* **Page extract**
● ● ● ●

Was he the real Micawber of Charles Dickens’ ‘David Copperfield’?
By Basil Cockerill
THERE IS little doubt that Richard Chicken, the York eccentric, was the original of Wilkins Micawber. Charles Dickens frequently visited York to see his brother Alfred Lamert Dickens; Alfred and Chicken worked for a time in the same office, and it is more than likely that Alfred amused Charles with accounts of the doings of his eccentric colleague.Alfred Dickens was proud of his author brother, as well he might be. He himself was just an ordinary citizen who married the daughter of the stationmaster at Strensall, a village five miles out of the city. Where they lived in York has never been discovered, but later when they moved to Norton, near Malton, while Alfred supervised the laying out of the railway between Malton and Driffield, their address according to the local directory, was ‘Derwent Cottage’.
Mr. Dickens was employed in the office of J. B. Birkinshaw, the contractor in charge of the laying out of several of Yorkshire’s new railways. This was before the building of the imposing block of railway offices in Station Road, with its weather vane proudly displaying a steam engine billowing out smoke.
Birkinshaw’s was at No. 29 Micklegate and it was at this office that Richard Chicken met Dickens’ brother.

● ● ● ●

* **Given data**

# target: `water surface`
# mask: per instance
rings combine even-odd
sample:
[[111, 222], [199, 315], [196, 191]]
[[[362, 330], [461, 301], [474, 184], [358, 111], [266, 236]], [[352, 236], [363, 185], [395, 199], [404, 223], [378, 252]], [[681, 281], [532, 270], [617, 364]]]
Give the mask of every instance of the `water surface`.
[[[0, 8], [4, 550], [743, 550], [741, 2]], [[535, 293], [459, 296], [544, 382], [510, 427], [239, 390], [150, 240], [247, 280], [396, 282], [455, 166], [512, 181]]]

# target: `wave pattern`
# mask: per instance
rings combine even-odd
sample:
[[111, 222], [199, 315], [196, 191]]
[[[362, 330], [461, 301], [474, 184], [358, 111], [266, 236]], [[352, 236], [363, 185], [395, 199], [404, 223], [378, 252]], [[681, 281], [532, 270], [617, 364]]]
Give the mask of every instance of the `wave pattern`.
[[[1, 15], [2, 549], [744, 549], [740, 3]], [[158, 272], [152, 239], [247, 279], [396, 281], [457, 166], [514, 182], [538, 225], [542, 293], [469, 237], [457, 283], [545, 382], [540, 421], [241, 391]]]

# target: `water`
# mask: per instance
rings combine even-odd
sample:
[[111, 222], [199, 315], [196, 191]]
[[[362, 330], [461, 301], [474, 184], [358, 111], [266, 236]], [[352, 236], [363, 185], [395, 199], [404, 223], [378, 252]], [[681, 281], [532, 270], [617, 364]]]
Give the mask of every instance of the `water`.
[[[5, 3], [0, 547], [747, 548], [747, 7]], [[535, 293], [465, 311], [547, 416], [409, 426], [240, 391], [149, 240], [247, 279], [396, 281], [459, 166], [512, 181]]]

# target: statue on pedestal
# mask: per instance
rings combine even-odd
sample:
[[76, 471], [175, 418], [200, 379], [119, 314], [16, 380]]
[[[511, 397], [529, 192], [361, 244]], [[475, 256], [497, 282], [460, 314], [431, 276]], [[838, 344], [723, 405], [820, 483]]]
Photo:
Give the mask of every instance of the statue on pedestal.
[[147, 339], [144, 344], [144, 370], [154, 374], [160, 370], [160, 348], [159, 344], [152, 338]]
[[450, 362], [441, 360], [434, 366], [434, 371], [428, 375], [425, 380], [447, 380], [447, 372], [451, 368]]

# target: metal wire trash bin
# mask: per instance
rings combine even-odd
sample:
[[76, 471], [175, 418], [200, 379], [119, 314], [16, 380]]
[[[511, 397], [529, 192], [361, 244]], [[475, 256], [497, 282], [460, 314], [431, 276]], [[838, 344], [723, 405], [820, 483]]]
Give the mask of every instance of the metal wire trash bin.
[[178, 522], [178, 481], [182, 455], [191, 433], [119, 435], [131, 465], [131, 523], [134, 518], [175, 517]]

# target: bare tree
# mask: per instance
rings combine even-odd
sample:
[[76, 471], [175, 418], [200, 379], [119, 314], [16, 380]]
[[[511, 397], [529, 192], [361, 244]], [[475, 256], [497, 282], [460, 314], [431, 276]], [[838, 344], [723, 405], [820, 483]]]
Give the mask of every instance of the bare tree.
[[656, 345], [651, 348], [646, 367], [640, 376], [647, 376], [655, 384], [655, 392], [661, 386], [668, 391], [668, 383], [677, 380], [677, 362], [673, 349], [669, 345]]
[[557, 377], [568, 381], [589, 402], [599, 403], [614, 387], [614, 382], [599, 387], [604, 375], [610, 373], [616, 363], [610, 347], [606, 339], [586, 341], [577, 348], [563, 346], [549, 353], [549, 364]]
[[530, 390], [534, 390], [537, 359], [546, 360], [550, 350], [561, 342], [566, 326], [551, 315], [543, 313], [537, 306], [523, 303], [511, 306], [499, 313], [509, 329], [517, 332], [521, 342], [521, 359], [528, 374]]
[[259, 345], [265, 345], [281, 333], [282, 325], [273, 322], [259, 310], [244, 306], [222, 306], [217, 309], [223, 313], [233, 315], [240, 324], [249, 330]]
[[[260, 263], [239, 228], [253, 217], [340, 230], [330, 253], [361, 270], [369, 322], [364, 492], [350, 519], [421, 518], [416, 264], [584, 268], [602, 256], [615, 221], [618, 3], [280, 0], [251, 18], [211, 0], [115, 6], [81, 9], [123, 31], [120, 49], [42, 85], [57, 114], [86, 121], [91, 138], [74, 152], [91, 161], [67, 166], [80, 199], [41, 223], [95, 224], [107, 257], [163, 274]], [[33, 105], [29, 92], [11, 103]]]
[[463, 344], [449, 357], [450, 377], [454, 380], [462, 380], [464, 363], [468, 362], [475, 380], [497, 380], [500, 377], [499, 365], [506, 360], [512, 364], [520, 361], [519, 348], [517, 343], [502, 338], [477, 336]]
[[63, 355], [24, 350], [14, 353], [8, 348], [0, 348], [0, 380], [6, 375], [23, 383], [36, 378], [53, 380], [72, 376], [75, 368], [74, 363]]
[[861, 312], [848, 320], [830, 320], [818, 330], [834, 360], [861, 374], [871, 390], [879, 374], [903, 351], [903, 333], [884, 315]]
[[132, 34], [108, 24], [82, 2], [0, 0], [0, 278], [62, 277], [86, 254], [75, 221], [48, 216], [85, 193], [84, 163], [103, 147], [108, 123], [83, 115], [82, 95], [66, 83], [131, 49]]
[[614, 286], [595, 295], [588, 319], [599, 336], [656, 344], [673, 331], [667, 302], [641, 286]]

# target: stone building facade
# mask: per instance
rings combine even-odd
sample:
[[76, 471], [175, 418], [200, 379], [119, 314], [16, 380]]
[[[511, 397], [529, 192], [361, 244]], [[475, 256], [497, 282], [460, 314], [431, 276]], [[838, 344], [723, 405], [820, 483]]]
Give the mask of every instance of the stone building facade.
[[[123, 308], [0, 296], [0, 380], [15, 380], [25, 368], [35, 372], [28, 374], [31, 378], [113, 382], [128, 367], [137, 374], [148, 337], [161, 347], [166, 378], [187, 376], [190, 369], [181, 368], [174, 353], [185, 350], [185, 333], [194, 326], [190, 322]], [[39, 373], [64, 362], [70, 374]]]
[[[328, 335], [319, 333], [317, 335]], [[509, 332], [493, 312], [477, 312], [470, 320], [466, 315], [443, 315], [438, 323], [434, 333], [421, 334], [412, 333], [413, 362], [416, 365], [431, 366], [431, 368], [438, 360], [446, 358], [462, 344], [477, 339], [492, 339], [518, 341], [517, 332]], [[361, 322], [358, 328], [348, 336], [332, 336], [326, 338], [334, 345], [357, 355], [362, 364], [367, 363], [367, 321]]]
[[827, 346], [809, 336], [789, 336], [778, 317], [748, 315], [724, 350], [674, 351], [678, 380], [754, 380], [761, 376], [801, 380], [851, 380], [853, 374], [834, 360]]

● ● ● ●

* **Set tasks**
(A) In the article on Richard Chicken, change "Strensall" to "Haxby" in everything from "By Basil Cockerill" down to "was ‘Derwent Cottage’.".
(B) List every town, city or village named in the article on Richard Chicken.
The entries are separate material from the article on Richard Chicken.

* **Outputs for the tasks**
(A)
By Basil Cockerill
THERE IS little doubt that Richard Chicken, the York eccentric, was the original of Wilkins Micawber. Charles Dickens frequently visited York to see his brother Alfred Lamert Dickens; Alfred and Chicken worked for a time in the same office, and it is more than likely that Alfred amused Charles with accounts of the doings of his eccentric colleague.Alfred Dickens was proud of his author brother, as well he might be. He himself was just an ordinary citizen who married the daughter of the stationmaster at Haxby, a village five miles out of the city. Where they lived in York has never been discovered, but later when they moved to Norton, near Malton, while Alfred supervised the laying out of the railway between Malton and Driffield, their address according to the local directory, was ‘Derwent Cottage’.

(B) York, Strensall, Norton, Malton, Driffield